===== EXTRACTED ENTRIES

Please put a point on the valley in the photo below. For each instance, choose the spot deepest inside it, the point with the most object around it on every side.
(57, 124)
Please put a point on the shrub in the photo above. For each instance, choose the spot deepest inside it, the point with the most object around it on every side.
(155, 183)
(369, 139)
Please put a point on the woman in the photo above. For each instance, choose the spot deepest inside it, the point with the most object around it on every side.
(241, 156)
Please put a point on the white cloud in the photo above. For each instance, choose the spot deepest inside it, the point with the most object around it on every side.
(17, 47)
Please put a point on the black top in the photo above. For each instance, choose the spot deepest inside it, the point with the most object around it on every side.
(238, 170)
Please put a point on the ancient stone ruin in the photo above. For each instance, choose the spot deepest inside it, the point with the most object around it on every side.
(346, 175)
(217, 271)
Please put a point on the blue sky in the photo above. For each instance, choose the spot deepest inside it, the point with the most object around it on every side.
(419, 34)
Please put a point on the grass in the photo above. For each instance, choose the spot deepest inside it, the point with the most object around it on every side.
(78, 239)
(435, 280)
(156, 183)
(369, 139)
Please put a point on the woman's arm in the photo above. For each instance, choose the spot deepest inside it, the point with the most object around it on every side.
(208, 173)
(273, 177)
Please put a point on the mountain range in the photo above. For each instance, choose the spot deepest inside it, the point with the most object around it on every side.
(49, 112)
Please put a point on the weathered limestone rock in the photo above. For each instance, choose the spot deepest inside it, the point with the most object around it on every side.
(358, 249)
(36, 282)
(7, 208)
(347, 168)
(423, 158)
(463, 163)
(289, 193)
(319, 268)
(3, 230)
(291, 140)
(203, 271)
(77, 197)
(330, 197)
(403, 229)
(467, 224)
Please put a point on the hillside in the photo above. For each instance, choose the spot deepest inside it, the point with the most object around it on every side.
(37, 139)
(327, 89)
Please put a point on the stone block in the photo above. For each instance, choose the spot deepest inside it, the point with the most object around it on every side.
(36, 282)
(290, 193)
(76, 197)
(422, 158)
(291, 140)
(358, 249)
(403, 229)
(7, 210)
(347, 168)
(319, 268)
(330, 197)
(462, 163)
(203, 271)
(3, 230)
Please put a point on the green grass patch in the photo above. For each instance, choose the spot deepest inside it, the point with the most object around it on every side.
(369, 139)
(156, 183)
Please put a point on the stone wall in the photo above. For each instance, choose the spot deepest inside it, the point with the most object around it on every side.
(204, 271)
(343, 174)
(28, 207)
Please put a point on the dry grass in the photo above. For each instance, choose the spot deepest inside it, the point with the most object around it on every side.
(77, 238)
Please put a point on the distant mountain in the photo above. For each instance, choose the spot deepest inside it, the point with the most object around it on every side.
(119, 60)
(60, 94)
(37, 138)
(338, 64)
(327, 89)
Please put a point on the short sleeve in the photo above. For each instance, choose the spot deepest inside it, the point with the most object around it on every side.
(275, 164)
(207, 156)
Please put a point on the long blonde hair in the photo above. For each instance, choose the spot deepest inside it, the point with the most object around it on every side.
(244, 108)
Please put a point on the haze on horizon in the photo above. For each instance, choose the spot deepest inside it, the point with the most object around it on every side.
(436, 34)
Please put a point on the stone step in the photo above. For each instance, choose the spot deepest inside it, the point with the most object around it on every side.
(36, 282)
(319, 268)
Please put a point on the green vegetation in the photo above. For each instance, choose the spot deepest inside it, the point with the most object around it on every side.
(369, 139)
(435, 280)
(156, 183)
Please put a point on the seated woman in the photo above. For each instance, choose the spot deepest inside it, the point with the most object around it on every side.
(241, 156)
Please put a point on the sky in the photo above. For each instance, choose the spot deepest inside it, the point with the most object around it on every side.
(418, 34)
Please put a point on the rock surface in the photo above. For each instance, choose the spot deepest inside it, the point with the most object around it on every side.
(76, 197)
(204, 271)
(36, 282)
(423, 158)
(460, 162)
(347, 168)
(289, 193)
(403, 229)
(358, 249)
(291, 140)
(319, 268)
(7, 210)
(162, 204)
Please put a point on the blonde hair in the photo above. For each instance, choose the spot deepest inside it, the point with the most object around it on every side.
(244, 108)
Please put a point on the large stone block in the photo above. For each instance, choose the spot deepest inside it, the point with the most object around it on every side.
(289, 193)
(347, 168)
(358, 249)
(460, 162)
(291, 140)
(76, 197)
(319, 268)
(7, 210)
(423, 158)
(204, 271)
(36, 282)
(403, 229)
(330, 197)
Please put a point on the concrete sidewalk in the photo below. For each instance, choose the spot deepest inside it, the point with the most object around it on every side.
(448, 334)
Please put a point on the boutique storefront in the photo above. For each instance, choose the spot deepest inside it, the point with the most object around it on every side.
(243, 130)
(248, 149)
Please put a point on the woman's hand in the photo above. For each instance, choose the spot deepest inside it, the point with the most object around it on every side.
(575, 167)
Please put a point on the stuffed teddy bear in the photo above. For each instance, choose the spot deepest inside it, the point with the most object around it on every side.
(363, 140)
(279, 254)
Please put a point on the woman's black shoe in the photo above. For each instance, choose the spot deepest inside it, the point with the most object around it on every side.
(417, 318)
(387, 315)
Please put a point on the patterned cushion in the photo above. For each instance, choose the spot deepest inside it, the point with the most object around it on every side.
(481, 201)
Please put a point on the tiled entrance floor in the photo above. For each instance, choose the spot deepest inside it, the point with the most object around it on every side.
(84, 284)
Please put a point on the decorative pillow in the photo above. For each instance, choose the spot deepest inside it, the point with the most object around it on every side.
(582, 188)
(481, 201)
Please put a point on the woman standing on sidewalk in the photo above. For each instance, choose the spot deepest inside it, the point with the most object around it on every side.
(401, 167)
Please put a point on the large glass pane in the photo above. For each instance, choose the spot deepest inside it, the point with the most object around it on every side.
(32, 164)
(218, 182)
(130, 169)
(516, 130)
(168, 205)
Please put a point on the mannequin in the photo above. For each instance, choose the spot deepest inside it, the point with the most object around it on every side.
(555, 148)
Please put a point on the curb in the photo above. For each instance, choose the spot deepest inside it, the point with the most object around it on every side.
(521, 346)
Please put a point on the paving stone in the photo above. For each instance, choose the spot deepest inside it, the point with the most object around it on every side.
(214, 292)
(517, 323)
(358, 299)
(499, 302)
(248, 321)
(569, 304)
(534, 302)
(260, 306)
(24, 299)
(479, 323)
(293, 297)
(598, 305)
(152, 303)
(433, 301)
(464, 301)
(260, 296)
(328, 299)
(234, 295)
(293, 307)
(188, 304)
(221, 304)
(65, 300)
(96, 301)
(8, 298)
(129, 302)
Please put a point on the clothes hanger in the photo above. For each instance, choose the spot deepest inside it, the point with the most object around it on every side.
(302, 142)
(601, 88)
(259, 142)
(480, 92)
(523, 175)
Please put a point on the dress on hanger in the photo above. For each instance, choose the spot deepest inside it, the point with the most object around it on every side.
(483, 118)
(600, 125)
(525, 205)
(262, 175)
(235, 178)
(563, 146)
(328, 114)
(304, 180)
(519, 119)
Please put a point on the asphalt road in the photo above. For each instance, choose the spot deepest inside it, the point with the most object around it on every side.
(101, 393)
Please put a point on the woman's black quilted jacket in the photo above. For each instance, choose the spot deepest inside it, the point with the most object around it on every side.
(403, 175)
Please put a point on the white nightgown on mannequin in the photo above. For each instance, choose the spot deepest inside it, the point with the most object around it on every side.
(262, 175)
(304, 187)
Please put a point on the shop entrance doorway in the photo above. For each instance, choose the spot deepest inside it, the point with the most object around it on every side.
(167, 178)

==========

■ **EXERCISE TASK**: All the entries above need to be reproduced exactly.

■ **RESULT FOR THIS TASK**:
Please put a point on the valley in the photo below. For each instance, choose the spot deepest inside it, the point with the most object around it on every side.
(57, 124)
Please put a point on the shrub in the photo above. For each instance, choose the spot deepest inside it, the point with the most object around it on every side.
(155, 183)
(369, 139)
Please put a point on the woman in the photo above. For each instance, choose the spot deepest inside it, the point with the most object around it on every side.
(241, 156)
Please put a point on the white cloud in the photo above. For each instance, choose the spot deepest inside it, the point with the most object around it on every side.
(17, 47)
Please put a point on the black top in the photo above. For each instance, choose the spot deepest inside it, the point with the most object around it on every side.
(238, 170)
Please put a point on the ancient stone ruin in the photo above. For each instance, choose the spot deepest inside it, the point with the most object around it on every side.
(346, 175)
(217, 271)
Please put a point on the blue sky in the photo above. For each instance, choose the spot deepest inside it, the point with the most object around it on every side.
(419, 34)
Please put a point on the grass in the photo above. For each instance, choose the spot deepest inside it, the point with the most object around it on every side.
(78, 239)
(435, 280)
(156, 183)
(369, 139)
Please put a point on the woman's arm in the photo above. For each instance, choose the spot deepest inside it, the point with the most object around it on every side.
(208, 173)
(273, 177)
Please put a point on the mountain range in the photo above. For each instance, choose the spot deepest inside it, the point with the most object around it on every side.
(49, 112)
Please put a point on the weathered limestone rock in the photo above. For each instance, choose the spot deepest inside it, the point with the most object around it on every side.
(358, 249)
(36, 282)
(7, 208)
(347, 168)
(423, 158)
(463, 163)
(289, 193)
(319, 268)
(3, 230)
(291, 140)
(203, 271)
(77, 197)
(330, 197)
(403, 229)
(467, 224)
Please put a point on the hillside in the photo above. For each instance, choose the spot deepest inside it, the point with the most object around it on every side.
(37, 139)
(327, 89)
Please put a point on the stone block in the photo above. For each instance, choose the spot deepest inside it, the point with the most object around it on every side.
(36, 282)
(290, 193)
(76, 197)
(422, 158)
(291, 140)
(358, 249)
(403, 229)
(7, 210)
(347, 168)
(319, 268)
(330, 197)
(462, 163)
(203, 271)
(3, 230)
Please put a point on the green grass patch in the photo above. For each instance, choose the spot deepest inside it, the point with the most object around it on every side.
(369, 139)
(156, 183)
Please put a point on the stone wall in the photo above. For each instance, choose the spot deepest inside it, the point with the most object around it on every side.
(204, 271)
(343, 174)
(28, 207)
Please put a point on the dry grass in the photo above. For each instance, choose the spot deepest inside it, the point with the most object around it on every side.
(77, 238)
Please put a point on the distant mountain in the photo above. For each instance, choose the spot deepest inside it, the point with the most object around it on every side.
(119, 60)
(60, 94)
(37, 138)
(338, 64)
(327, 89)
Please put a point on the short sleeve in the photo above. For each instance, choose the spot deepest inside it, the point with the most object around it on every side.
(275, 164)
(207, 156)
Please put a point on the long blonde hair in the photo above. For each instance, choose the spot deepest inside it, the point with the most object around it on every side.
(244, 108)
Please put a point on the haze on horizon in the photo above. For each instance, choose the spot deepest inside it, the point with the most object around it on every side.
(436, 34)
Please put a point on the stone step in the photo above. For each instance, choose the spot deepest inside it, the point with the most object around it on every side.
(36, 282)
(319, 268)
Please put a point on the green vegetation in the photo above. For each instance, choose the spot deepest inside it, the point with the most object around it on every side.
(369, 139)
(435, 280)
(156, 183)
Please put a point on the seated woman in the photo above. For each instance, choose the spot deepest inside it, the point with the most object around it on every side.
(241, 156)
Please put a point on the sky in the photo above. For each instance, choose the spot deepest inside it, the point with the most object around it on every side.
(418, 34)
Please put a point on the rock surface in the photo above. For each instance, choose the spot deepest inside it, the point with the most object around it on every side.
(76, 197)
(204, 271)
(36, 282)
(423, 158)
(460, 162)
(347, 168)
(289, 193)
(403, 229)
(358, 249)
(291, 140)
(319, 268)
(7, 210)
(162, 204)
Please put a point on the blonde hair in the photo above. For each instance, choose the spot deepest inside it, the point with the most object around it on every side.
(244, 108)
Please put a point on the large stone block in the photo above. For each instance, choose the spot deepest inside it, the point with the most object around it on every side.
(289, 193)
(347, 168)
(358, 249)
(460, 162)
(291, 140)
(76, 197)
(319, 268)
(7, 210)
(423, 158)
(204, 271)
(36, 282)
(403, 229)
(330, 197)
Please put a point on the concrete sidewalk in the photo below. For each instance, choose the spot deepest inside it, the point with the most object around it on every side.
(448, 334)
Please put a point on the boutique storefront in the photo above. For each instance, choose the spot deepest inside it, the point with the most object around it on every side.
(243, 130)
(248, 149)
Please put a point on the woman's hand in the photo above. For each instance, choose the spot deepest inside it, the point with the most object around it on every side.
(575, 167)
Please put a point on the stuffed teddy bear in the photo above. For each instance, choose the spot deepest inside it, the point with the most object around it on every side.
(363, 140)
(279, 254)
Please put a point on the woman's black shoe in the photo above. For each instance, choose the spot deepest inside it, the point with the most object around it on every side.
(417, 318)
(387, 315)
Please put a point on the patterned cushion in the photo above. For each instance, choose the spot deepest inside it, the point with the most object around it on every side.
(481, 201)
Please put a point on the tiled entrance floor in the photo above. For each instance, choose the spot deepest inside it, the point with the most object around it on every side.
(84, 284)
Please put a point on the decorative pillow in the photo above. For each instance, choose the spot deepest inside it, the point with the most object around it on every side.
(582, 188)
(481, 201)
Please put a point on the woman standing on sidewalk in the photo above. For each instance, choose the spot deepest inside it, the point with the most object around it on every side.
(401, 167)
Please put a point on the large glass pane in the photo above. For each instance, choose the spot deepest inside it, the point with the most object around it on every side.
(32, 164)
(218, 182)
(130, 169)
(516, 130)
(168, 205)
Please put a point on the mannequin in the photo above. For each instance, choose the spot deepest inside it, the point with the most object around it on every side.
(555, 148)
Please put a point on the curb in the photo above. For each instance, choose the spot deepest inside it, the point with the most object around it on every side.
(521, 346)
Please put a point on the paving stone in the photo above. For each instance, choose the spot deepest inside it, the point with the most object around it on every side.
(214, 292)
(517, 323)
(358, 299)
(499, 302)
(248, 321)
(569, 304)
(534, 302)
(260, 306)
(24, 299)
(479, 323)
(293, 297)
(598, 305)
(152, 303)
(433, 301)
(464, 301)
(260, 296)
(328, 299)
(234, 295)
(293, 307)
(188, 304)
(221, 304)
(65, 300)
(96, 301)
(8, 298)
(129, 302)
Please put a point on the clothes hanger in the photo above. For each instance, choose the spot deepest inside it, the point with the most object around it on every side.
(302, 142)
(601, 88)
(259, 142)
(480, 92)
(523, 175)
Please put a point on the dress on hanger in the photo above. For each instance, choose the spot deepest inside it, the point with the most object around it on every side.
(483, 118)
(600, 125)
(525, 205)
(262, 175)
(235, 178)
(563, 146)
(328, 114)
(304, 180)
(519, 119)
Please put a point on the asphalt road in the photo above. For each instance, choose the spot deepest inside it, the point with the most object around it on every side.
(101, 393)
Please put a point on the woman's black quilted jacket in the photo above. For each instance, choose the spot deepest inside it, the point with the most object around it on every side.
(403, 175)
Please put a point on the white nightgown on mannequin in the photo above. For each instance, choose the spot deepest inside it, the point with the most object around it on every side.
(262, 175)
(304, 187)
Please put a point on the shop entrance doorway in the photo above. For each instance, choose the spot deepest inside it, the point with the most object around it on every side.
(167, 178)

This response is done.